[Stored data entries]

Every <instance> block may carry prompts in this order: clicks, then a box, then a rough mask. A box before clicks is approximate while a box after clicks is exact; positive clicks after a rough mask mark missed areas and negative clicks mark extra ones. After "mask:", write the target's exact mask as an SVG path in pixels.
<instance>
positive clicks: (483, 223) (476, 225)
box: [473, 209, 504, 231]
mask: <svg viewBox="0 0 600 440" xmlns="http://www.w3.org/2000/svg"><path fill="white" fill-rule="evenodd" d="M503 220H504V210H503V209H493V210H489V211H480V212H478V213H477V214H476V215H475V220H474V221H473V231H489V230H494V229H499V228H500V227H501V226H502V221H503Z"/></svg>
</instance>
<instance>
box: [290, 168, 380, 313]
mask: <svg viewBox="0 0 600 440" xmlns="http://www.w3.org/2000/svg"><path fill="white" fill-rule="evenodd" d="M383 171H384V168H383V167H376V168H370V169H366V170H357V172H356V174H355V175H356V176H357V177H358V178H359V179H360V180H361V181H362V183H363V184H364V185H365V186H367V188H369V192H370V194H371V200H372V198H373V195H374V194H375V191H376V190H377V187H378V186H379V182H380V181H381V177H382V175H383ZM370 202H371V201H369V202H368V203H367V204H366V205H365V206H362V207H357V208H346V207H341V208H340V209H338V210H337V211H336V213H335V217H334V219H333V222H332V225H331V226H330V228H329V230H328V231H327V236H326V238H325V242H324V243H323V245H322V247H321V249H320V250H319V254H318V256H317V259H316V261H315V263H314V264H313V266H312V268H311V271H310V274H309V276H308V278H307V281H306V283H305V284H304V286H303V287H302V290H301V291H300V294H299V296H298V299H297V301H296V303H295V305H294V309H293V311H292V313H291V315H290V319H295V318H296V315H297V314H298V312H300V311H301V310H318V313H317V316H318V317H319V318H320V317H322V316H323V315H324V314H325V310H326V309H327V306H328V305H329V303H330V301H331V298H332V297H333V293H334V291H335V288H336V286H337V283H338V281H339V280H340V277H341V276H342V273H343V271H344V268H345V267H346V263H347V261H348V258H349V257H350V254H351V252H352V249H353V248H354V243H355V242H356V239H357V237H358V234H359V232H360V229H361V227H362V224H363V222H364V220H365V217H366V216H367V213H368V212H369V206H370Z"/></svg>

[TASK TO COMPLETE] Would you set down all the lines above, exactly and in full?

[TASK RESULT]
Every <instance> block may carry prompts in this order: clicks, then a box, then a rough mask. A box before clicks is approximate while a box after clicks is exact; positive clicks after a rough mask mark missed areas and negative clicks mark extra ones. After "mask:", write the target's exact mask as an SVG path in pixels.
<instance>
positive clicks: (483, 223) (476, 225)
box: [473, 209, 504, 231]
mask: <svg viewBox="0 0 600 440" xmlns="http://www.w3.org/2000/svg"><path fill="white" fill-rule="evenodd" d="M503 220H504V210H503V209H493V210H489V211H480V212H478V213H477V214H476V215H475V220H474V221H473V231H489V230H494V229H499V228H500V227H501V226H502V221H503Z"/></svg>
</instance>
<instance>
box: [290, 168, 380, 313]
mask: <svg viewBox="0 0 600 440" xmlns="http://www.w3.org/2000/svg"><path fill="white" fill-rule="evenodd" d="M383 171H384V168H383V167H376V168H370V169H366V170H357V172H356V174H355V175H356V176H357V177H358V178H359V179H360V180H361V181H362V183H363V184H364V185H365V186H367V188H369V192H370V194H371V200H372V198H373V195H374V194H375V191H376V190H377V187H378V186H379V182H380V181H381V177H382V175H383ZM370 202H371V201H369V202H368V203H367V204H366V205H365V206H362V207H357V208H346V207H341V208H340V209H338V210H337V211H336V213H335V217H334V219H333V222H332V225H331V226H330V228H329V230H328V231H327V236H326V238H325V242H324V243H323V245H322V247H321V249H320V250H319V254H318V256H317V259H316V261H315V263H314V264H313V266H312V268H311V271H310V274H309V276H308V278H307V281H306V283H305V284H304V286H303V287H302V290H301V291H300V294H299V296H298V299H297V301H296V303H295V305H294V309H293V311H292V313H291V315H290V319H295V318H296V315H297V314H298V312H300V311H301V310H318V313H317V316H318V317H319V318H320V317H322V316H323V315H324V314H325V310H326V309H327V306H328V305H329V303H330V301H331V298H332V297H333V293H334V291H335V288H336V286H337V283H338V281H339V280H340V277H341V276H342V273H343V271H344V268H345V267H346V263H347V261H348V258H349V257H350V254H351V252H352V249H353V248H354V243H355V242H356V239H357V237H358V234H359V232H360V229H361V227H362V224H363V222H364V220H365V217H366V216H367V213H368V212H369V206H370Z"/></svg>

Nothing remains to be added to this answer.